» **必須の課題 1**:
下の文書の抜粋を読んで、次の質問に答えてください。
(a) 化学は何と何の中間に位置するとされていますか。
(b) 応用化学工学実験Ⅰ∼Ⅳは、何年生のどの時期からどの時期まで割り当てられてきましたか。
(c) 実験授業の改善について、文書の抜粋はどのような言葉で表していますか。

半田付けのできない電子技術者などはまさにその典型といえよう。
化学は工学と理学の中間に位置し、学問の科学的な側面が重要視されるのと同時に、産業とし
てのウエイトも非常に大きい。ものを生み出す側面の化学は、広く合成化学に位置づけられるが、
これの基本は化学反応であり、化学実験である。実験はすべての化学の基本であるのでこれまで
も応用化学工学科では、応用化学工学実験Ⅰ∼Ⅳの授業科目を設け、これを 2 年生前期から 3 年
生後期までの 2 年間割り当てて、実験授業を行ってきた。加えて、卒業研究以降の研究室配属後
は、学部・大学院を通じてその専門分野での実験中心の研究活動を通じた教育を行ってきた。
研究室配属前の応用化学工学実験は確かに少人数の学生向けの初歩的な実験を配置し、専門へ
の橋渡しを担ってきたが、その内容は、実際に学科・学部が所有する装置や面積に依存したり、
あるいはスタッフの力にも左右されたりして、昔ながらの実験が進められてきた。その結果、い
くつかの実験は明らかに時代に取り残されたテーマを継続して行っており、またいくつかの実験
は器具と装置の不足のために満足に実験が行えない状況のまま今日を迎えている。したがって、
現在の化学のレベルにあった教育が行えておらず、化学系の学部教育を貧弱化しているといえよ
う。化学の進歩をうまく取り入れて、時代にマッチした技術者を教育するためには、実験授業の
改善は「まったなし」であるといえる。

» **課題用の記録**:

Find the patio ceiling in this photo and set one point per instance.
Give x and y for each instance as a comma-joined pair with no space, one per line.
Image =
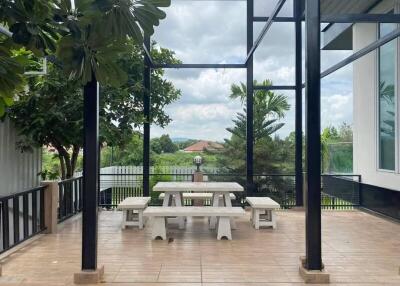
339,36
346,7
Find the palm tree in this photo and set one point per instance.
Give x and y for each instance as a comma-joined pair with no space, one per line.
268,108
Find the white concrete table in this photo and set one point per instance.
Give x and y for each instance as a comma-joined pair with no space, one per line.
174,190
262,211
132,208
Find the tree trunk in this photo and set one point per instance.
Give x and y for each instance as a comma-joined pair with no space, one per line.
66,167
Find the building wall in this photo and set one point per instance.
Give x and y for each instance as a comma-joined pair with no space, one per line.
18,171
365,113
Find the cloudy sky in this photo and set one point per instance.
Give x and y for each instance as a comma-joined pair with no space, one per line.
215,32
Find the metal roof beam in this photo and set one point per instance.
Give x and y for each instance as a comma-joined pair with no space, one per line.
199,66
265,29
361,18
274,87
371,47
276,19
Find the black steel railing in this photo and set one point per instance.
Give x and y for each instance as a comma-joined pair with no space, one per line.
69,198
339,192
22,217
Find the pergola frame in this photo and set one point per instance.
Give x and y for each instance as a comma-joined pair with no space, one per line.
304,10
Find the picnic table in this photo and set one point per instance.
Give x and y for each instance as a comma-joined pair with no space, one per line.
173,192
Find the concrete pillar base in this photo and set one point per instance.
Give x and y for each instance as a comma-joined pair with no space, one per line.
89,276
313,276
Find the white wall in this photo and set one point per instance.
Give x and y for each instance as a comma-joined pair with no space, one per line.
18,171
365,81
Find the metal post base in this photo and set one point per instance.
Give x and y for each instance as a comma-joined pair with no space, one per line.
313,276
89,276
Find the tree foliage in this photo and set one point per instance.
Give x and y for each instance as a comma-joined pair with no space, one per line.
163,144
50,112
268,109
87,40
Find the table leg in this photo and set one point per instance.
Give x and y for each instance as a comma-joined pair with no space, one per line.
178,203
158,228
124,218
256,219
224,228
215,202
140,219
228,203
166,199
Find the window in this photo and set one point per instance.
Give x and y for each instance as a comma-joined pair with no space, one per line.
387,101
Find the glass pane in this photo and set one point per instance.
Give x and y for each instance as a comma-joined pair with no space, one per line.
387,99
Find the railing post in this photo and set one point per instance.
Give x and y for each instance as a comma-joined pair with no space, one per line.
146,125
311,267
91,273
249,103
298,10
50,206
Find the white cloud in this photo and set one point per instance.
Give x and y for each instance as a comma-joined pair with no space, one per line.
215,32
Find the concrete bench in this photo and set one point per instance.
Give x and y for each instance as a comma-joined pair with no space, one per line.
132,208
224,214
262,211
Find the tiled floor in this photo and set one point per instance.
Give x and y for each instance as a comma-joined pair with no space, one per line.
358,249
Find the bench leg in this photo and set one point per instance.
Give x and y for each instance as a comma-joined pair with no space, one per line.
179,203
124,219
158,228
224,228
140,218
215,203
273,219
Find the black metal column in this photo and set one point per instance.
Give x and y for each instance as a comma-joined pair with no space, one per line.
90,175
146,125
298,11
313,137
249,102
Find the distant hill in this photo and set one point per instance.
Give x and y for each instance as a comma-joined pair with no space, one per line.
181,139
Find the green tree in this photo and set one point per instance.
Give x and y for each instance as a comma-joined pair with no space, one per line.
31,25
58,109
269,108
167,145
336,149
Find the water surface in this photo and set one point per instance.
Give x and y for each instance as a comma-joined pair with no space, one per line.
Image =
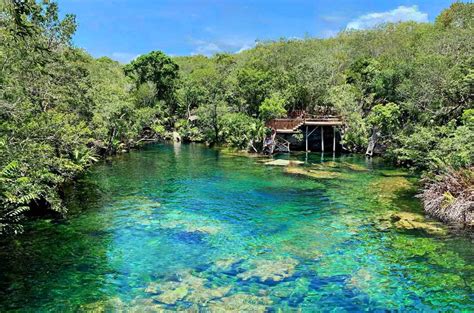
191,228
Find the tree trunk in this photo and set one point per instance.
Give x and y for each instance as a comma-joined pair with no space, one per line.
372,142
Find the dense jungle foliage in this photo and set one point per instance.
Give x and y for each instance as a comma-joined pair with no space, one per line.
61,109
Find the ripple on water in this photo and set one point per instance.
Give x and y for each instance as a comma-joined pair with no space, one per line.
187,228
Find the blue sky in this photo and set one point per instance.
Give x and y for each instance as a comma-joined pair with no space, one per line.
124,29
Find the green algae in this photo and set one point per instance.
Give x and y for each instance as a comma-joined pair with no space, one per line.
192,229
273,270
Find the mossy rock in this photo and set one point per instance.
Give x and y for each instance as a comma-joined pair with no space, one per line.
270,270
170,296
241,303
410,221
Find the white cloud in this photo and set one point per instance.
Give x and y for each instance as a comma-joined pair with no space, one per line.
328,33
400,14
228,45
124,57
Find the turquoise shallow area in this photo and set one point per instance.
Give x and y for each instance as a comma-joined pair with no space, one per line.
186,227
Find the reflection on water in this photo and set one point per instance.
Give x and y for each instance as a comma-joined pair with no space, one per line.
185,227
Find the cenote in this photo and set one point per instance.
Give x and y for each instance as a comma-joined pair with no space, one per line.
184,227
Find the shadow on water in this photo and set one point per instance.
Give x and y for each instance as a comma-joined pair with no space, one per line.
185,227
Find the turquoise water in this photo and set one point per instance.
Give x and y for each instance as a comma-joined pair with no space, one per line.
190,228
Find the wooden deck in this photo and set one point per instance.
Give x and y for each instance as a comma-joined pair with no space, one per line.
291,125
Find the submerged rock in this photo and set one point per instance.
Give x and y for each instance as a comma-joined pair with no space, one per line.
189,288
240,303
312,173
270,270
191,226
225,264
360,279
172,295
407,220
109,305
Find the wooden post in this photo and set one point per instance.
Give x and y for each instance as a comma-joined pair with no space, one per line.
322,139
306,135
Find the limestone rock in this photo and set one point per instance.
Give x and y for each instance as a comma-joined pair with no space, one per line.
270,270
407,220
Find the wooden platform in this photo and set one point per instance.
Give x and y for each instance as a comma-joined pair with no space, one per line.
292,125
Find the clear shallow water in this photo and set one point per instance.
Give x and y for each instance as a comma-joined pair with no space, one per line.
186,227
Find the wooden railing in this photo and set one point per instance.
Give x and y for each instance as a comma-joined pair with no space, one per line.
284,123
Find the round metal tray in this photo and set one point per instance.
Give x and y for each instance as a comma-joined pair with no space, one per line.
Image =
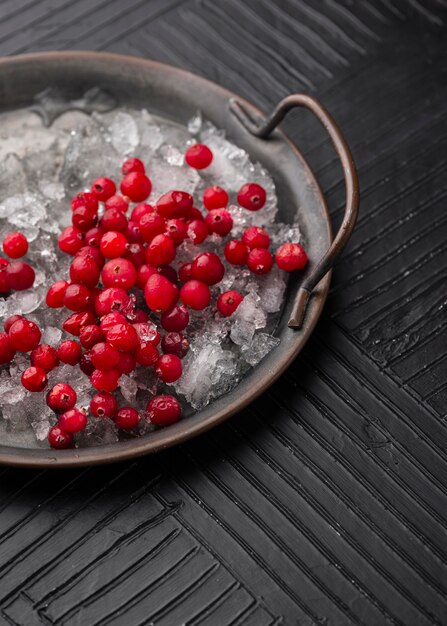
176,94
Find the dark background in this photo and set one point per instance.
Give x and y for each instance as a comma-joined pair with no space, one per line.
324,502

---

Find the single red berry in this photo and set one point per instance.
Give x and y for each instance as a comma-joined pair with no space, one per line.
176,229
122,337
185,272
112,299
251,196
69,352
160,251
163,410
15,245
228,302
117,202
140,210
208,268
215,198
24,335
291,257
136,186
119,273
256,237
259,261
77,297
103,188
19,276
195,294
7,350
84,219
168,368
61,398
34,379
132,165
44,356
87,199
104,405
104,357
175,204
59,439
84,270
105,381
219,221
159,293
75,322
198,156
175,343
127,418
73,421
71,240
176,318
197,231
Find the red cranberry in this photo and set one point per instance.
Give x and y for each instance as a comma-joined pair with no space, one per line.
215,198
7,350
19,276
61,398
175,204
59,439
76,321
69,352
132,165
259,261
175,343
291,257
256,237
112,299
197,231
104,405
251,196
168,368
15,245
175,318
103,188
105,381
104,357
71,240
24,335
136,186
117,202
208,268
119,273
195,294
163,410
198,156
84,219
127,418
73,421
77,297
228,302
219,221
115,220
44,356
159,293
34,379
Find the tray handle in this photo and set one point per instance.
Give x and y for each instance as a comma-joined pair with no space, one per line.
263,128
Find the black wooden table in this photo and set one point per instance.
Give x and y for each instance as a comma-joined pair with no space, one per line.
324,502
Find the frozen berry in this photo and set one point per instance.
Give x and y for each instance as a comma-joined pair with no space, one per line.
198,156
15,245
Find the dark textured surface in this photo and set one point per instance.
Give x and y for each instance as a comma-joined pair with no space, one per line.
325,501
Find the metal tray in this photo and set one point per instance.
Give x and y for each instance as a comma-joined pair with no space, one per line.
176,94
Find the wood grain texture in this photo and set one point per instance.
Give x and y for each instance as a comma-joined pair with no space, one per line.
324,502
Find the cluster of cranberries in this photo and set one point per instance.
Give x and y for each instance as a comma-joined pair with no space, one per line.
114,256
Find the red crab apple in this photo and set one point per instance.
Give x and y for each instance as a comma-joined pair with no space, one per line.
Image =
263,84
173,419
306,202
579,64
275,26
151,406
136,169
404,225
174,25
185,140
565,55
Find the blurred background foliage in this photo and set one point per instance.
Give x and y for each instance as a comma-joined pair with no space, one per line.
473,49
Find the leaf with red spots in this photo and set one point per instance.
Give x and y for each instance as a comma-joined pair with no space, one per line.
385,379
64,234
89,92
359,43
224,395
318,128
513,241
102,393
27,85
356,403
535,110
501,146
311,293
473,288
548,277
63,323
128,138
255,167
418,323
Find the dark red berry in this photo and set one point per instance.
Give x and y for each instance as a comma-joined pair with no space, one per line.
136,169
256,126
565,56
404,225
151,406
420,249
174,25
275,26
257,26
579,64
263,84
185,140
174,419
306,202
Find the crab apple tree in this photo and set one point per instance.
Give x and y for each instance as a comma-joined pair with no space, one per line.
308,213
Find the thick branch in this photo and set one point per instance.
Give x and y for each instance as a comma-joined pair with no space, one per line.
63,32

» **必須の課題 2**: 記録の中から、文字列「turquoise」を含む行をすべて返してください。大文字と小文字は区別します。

» **練習の解答 1**:
(a) 工学と理学
(b) 2年生前期から3年生後期まで（2年間）
(c) 「まったなし」

» **練習の解答 2**:
Find the turquoise shallow area in this photo and set one point per instance.
Find the turquoise water in this photo and set one point per instance.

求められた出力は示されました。